> Texto fornecido:

***

Narrativa demora a engatar, mas logo fica impossível não querer saber como tudo vai acabar - 8
Visualmente trabalho muito bem a paisagem, mas são as expressões da protagonista que impressionam - 9
Fórmula consagrada não inova e nem apresenta nada relativamente novo - 7.5
Decisões fáceis de serem tomadas e consequências esperadas não pegam o jogador de surpresa em suas decisões - 7
Explorar o mundo atrás de colecionáveis e novos diálogos não geram recompensas esperadas - 7.5
Trilha sonora envolvente segue impecável ao que os jogos da franquia oferecem - 9
Mesmo não se apegando no formato episódio, ainda segue esse modelo ao contar sua trama - 7.8

8

Ótimo

Life is Strange: True Colors é uma empreitada nova em uma franquia que tem de tudo para continuar sendo divertida e importante enquanto discutes temas sociais relevantes, sabendo ser humanamente emocional. Na parte da narrativa a trama demora a engatar, mas depois é impossível largar, sendo uma história muito mais individual, sem escalonar nos ares apocalípticos do primeiro jogo da série. Na jogabilidade, nenhuma novidade além da fórmula conhecida. Cenários lindos, porém são poucos, com destaque gráfico para as expressões dos personagens, que impressionam bastante. Nas decisões e consequências, não tive muita dúvida e achei meio óbvio as "escolhas corretas", e no final, tive as consequências que busquei ter, nesse ponto, faltou o inesperado, mas nada que diminua o impacto do que o jogo quer discutir, ainda que gere reflexões que não parecem se aprofundar demais ao final de tudo. Ainda é uma experiência ímpar que os fãs deste universo vão amar, e que novatos podem adentrar, sem a obrigação de ter conhecido os jogos anteriores.

***

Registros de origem
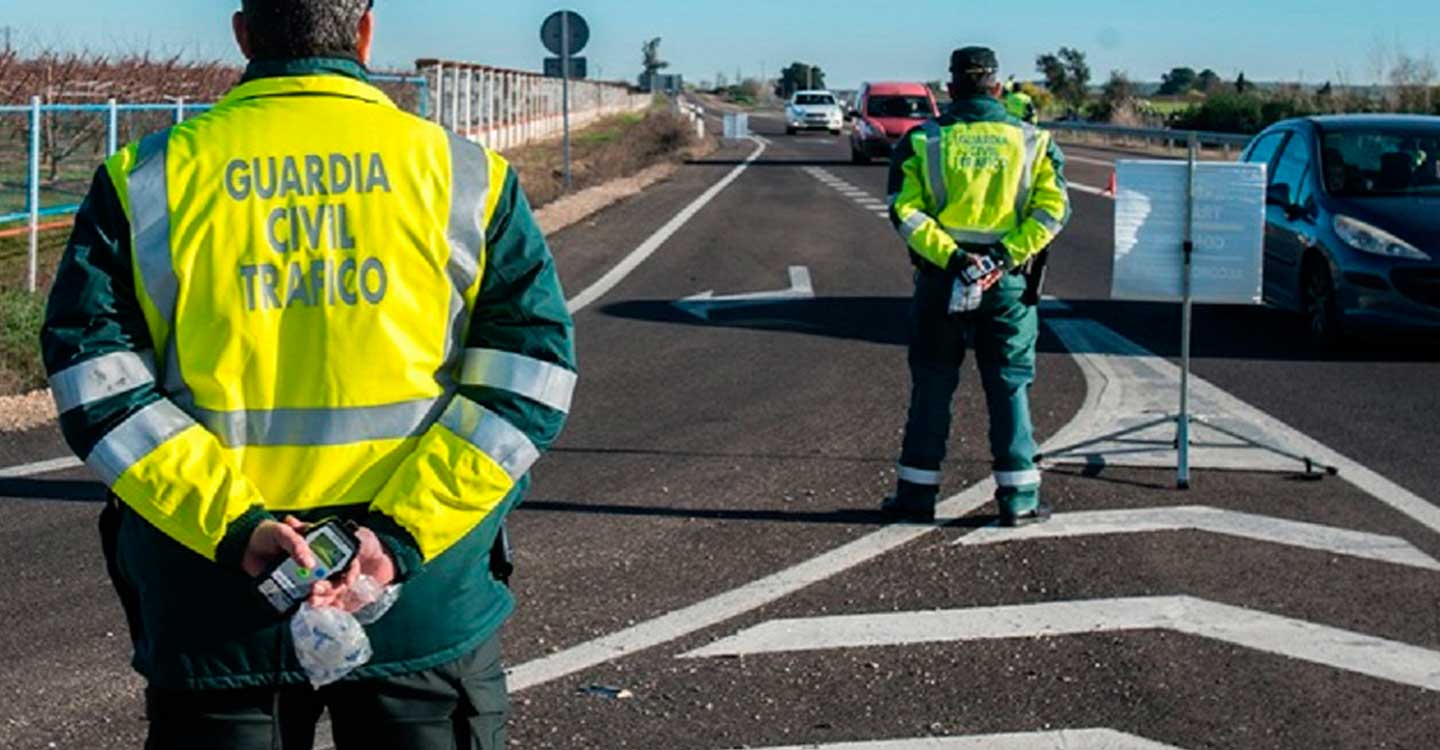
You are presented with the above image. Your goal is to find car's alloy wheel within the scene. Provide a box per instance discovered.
[1300,259,1344,347]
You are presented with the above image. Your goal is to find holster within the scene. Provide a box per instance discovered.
[490,524,516,586]
[1020,248,1050,307]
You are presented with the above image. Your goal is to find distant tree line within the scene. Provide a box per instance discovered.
[1035,48,1440,134]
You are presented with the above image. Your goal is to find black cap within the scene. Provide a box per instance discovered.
[950,48,999,73]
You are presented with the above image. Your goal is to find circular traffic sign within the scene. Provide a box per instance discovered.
[540,10,590,55]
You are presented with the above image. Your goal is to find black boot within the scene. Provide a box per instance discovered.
[880,485,935,524]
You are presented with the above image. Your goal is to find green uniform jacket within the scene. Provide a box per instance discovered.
[42,59,576,690]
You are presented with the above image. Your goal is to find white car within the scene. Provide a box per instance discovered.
[785,91,845,135]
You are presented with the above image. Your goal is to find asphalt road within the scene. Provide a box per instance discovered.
[0,117,1440,750]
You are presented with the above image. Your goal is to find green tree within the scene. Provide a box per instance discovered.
[775,62,825,99]
[1035,48,1090,112]
[1159,68,1200,96]
[1195,68,1224,94]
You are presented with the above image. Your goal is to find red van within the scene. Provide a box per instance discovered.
[850,83,940,164]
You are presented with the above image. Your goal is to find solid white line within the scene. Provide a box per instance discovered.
[567,138,766,315]
[508,479,995,692]
[1045,318,1440,533]
[955,505,1440,570]
[1066,183,1115,199]
[725,728,1181,750]
[0,456,85,479]
[1066,154,1115,167]
[681,596,1440,691]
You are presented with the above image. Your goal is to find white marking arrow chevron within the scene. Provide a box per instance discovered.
[674,266,815,321]
[955,505,1440,570]
[725,730,1179,750]
[681,596,1440,691]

***

> Requisitos da tarefa:
A. Que nota a análise de Life is Strange: True Colors dá à trilha sonora?
B. De acordo com a análise de Life is Strange: True Colors, por que faltou o inesperado nas decisões e consequências do jogo? Responda em até três frases.

> Soluções comentadas:
A. Nota 9.

B. As "escolhas corretas" pareceram meio óbvias e não deixaram muita dúvida na hora de decidir. No final, vieram exatamente as consequências que se buscava ter. Por isso as decisões, fáceis de tomar, e as consequências, esperadas, não pegam o jogador de surpresa.